#### TASK BRIEF
Please output exactly the lines that run from the line with "put a dot per" through the final line of the data, inclusive, and nothing more.

(Region pointing data)
********

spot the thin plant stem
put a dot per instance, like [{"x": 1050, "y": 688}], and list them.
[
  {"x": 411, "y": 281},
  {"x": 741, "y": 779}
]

********

#### OUTPUT BELOW
put a dot per instance, like [{"x": 1050, "y": 688}], and list them.
[
  {"x": 411, "y": 281},
  {"x": 741, "y": 779}
]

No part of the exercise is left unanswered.